■ Text extract
━━━━━━

Monday, 18 April 2005

Baseball v Rugby v AFL

Are there a dialectics of baseball? Baseball obsessive and dialectician Chris Sciabarra muses today on the “dialectical significance” of baseball, and finds himself so depressed at Yankees performances that for once in his life he is almost lost for ideas.

Sport can do that to you.

Which offers me the dialetical opportunity to explain why my Links section lists Australian Football as the world's only libertarian sport. I did so for a 2001 audience here; Mitch has moved on, and much has changed, but the point remains the same.


  1. Kia ora,
    Not to put to fine a point on it, but you're wrong.

    Gaelic Football is the most libertarian sport in the world. Not only are there even less rules than but sometimes they don't even bother keeping score.

  2. Ha! I'd put it third, behind hurling. :-)

    But few rules?! You can't tackle, you can only run three steps ... and the scoring is just too bloody complicated to keep track.

    Most of my recruiting for Aussie Rules in London was done by inviting the 'dirty' Gaelic players to come an play a game in which there was more freedom. It proved a successful ploy. :-)

━━━━━━

■ Rows
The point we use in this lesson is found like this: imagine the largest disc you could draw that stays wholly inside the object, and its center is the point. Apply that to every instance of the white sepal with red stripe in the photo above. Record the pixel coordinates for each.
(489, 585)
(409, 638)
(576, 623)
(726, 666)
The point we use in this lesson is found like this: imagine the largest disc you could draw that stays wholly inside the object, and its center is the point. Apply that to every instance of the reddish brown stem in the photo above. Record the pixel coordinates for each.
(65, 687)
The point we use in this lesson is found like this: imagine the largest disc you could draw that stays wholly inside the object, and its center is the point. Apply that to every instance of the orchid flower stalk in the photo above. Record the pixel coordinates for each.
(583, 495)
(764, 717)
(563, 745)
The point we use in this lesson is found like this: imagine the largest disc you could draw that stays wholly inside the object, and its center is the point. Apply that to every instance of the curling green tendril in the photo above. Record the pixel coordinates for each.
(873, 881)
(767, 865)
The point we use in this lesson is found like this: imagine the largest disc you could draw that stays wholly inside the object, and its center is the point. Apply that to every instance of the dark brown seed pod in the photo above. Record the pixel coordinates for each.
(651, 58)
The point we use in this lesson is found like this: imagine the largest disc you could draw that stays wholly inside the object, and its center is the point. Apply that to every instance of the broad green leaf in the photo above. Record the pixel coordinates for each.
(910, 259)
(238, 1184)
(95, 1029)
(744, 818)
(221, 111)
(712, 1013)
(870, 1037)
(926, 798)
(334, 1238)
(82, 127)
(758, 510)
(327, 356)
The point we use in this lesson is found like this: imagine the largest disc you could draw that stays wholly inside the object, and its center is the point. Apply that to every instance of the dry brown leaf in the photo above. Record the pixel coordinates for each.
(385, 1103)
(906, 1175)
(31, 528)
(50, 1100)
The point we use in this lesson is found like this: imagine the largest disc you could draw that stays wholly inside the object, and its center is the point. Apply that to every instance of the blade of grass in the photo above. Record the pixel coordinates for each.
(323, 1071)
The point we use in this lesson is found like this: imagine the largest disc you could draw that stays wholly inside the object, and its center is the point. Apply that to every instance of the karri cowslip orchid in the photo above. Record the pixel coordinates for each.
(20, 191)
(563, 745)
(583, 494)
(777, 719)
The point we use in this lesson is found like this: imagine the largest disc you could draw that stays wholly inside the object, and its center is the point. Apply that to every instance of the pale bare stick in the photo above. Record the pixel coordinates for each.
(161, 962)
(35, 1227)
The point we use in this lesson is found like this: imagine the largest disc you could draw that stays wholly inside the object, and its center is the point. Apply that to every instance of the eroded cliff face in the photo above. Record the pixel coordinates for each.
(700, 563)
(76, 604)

━━━━━━

■ Stated goal 1
Duplicate the passage of the sports post above, starting at "Baseball v Rugby" and ending at "but you're wrong.".
■ Stated goal 2
In the sports post above, which sport does the author's Links section list as the world's only libertarian sport?

■ Output 1
Baseball v Rugby v AFL

Are there a dialectics of baseball? Baseball obsessive and dialectician Chris Sciabarra muses today on the “dialectical significance” of baseball, and finds himself so depressed at Yankees performances that for once in his life he is almost lost for ideas.

Sport can do that to you.

Which offers me the dialetical opportunity to explain why my Links section lists Australian Football as the world's only libertarian sport. I did so for a 2001 audience here; Mitch has moved on, and much has changed, but the point remains the same.


  1. Kia ora,
    Not to put to fine a point on it, but you're wrong.

■ Output 2
Australian Football.